**Extract to read**
○ ○ ○ ○ ○ ○ ○

Margaret Newton (Ph.D)
Born in Montréal, April 20, 1887, Margaret Newton grew up on a farm in western Quebec. In 1918, she graduated with a
Bachelor of Science in Agriculture, the first woman to complete all the degree requirements at Macdonald College and one of
the first women in Canada to earn a degree in agriculture. She followed this with a Master of Science in 1919, also from
Macdonald College. She completed doctoral studies at the University of Minnesota and graduated in 1922, becoming the first
Canadian woman to earn a Ph.D. in agriculture.
Dr. Newton began her career in research as an associate professor of biology at the University of Saskatchewan. In 1925, she
moved to Winnipeg to join the Federal Department of Agriculture’s Dominion Rust Research Laboratory as a senior plant
pathologist. She initiated annual stem rust surveys in western Canada and thereby demonstrated the diversity of races that
existed in rust populations. Her identification and description of the many distinct races of rust contributed enormously to the
body of scientific information required for the breeding of rust-resistant grains. Her research and publication of more than 40
scientific manuscripts played a substantive role in the control of wheat stem rust, a disease which destroyed at least 30 million
bushels of wheat a year in western Canada.
Dr. Newton’s contributions to science and agriculture brought her an international reputation, and her expertise was sought by
rust researchers in other grain-growing countries around the world. During her career, she represented Canada several times
at international scientific conventions in the U.S., Europe and Russia.
A renowned scientist, Dr. Newton received awards at the national and international level. She was elected as fellow of the
Royal Society of Canada in 1942, only the second woman to be so honoured. In 1948, she was awarded the Royal Society’s
Flavelle Medal, the first woman and also the first graduate of an agricultural college so honoured. In 1956, the University of
Minnesota presented her with its Outstanding Achievement Award, and in 1969, the University of Saskatchewan awarded her
an honorary Doctor of Laws. She was inducted into the Canadian Science Hall of Fame in 1991.
Dr. Newton retired early due to poor health, likely brought about by long exposure to mould and rust spores. Farmers and the
prairie grain industry successfully petitioned the government of the day to grant her full pension in recognition of the millions
of dollars her work had saved them.
Dr. Margaret Newton is remembered as an important contributor to Canada’s world-renowned wheat industry. As a pioneer
in agricultural research, she made a significant contribution to the economy of western Canada.

○ ○ ○ ○ ○ ○ ○

**Information supplied**
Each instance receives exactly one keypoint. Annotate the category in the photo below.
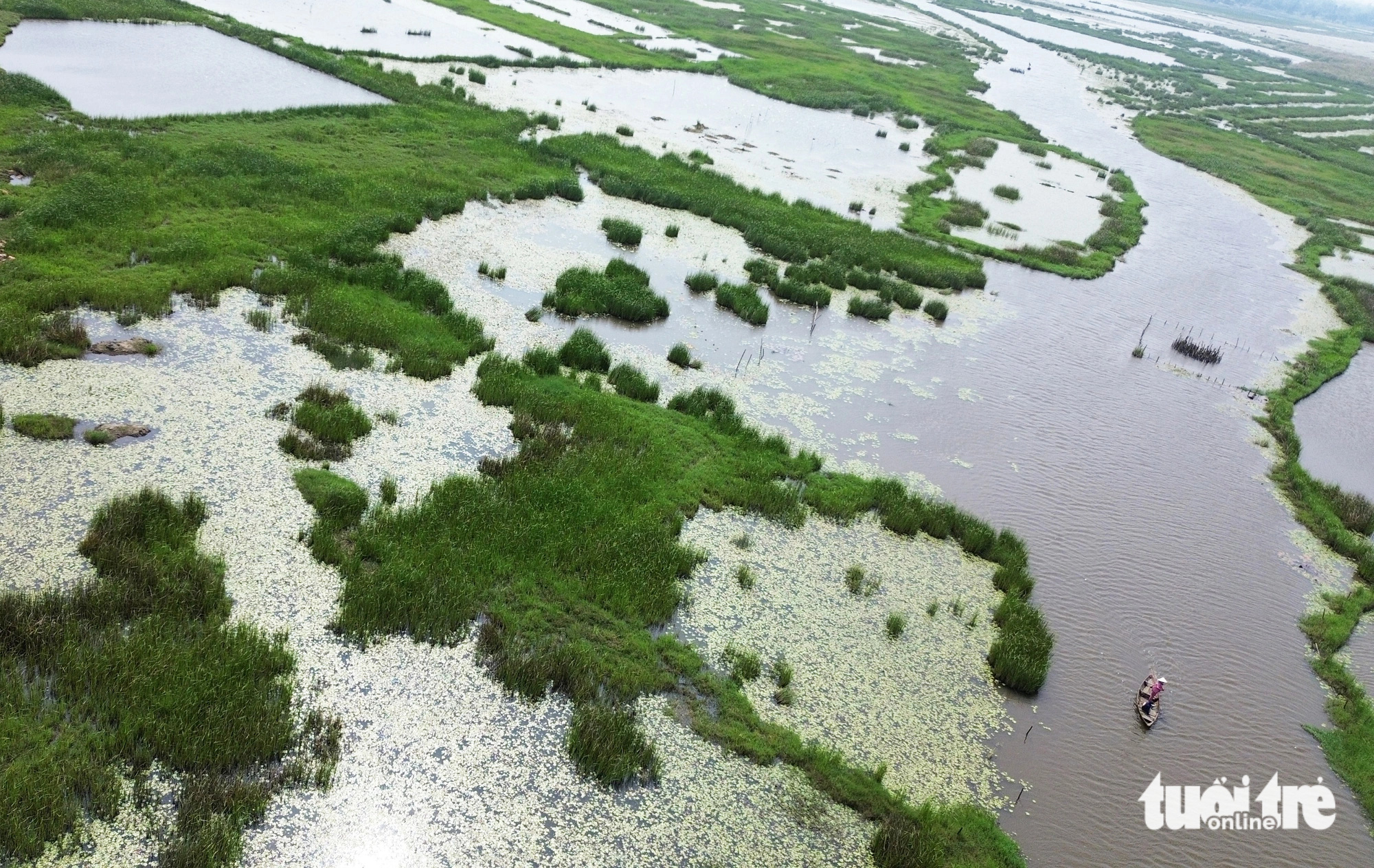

○ ○ ○ ○ ○ ○ ○

**Assignment 1**
According to the biography of Margaret Newton, why did farmers and the prairie grain industry petition the government to give her a full pension?
**Assignment 2**
In the biography of Margaret Newton, what honor did she receive from the Royal Society in 1948?

**Task answer 1**
They petitioned for her full pension in recognition of the millions of dollars her work had saved them. She had retired early due to poor health, likely caused by long exposure to mould and rust spores.

**Task answer 2**
She was awarded the Royal Society's Flavelle Medal.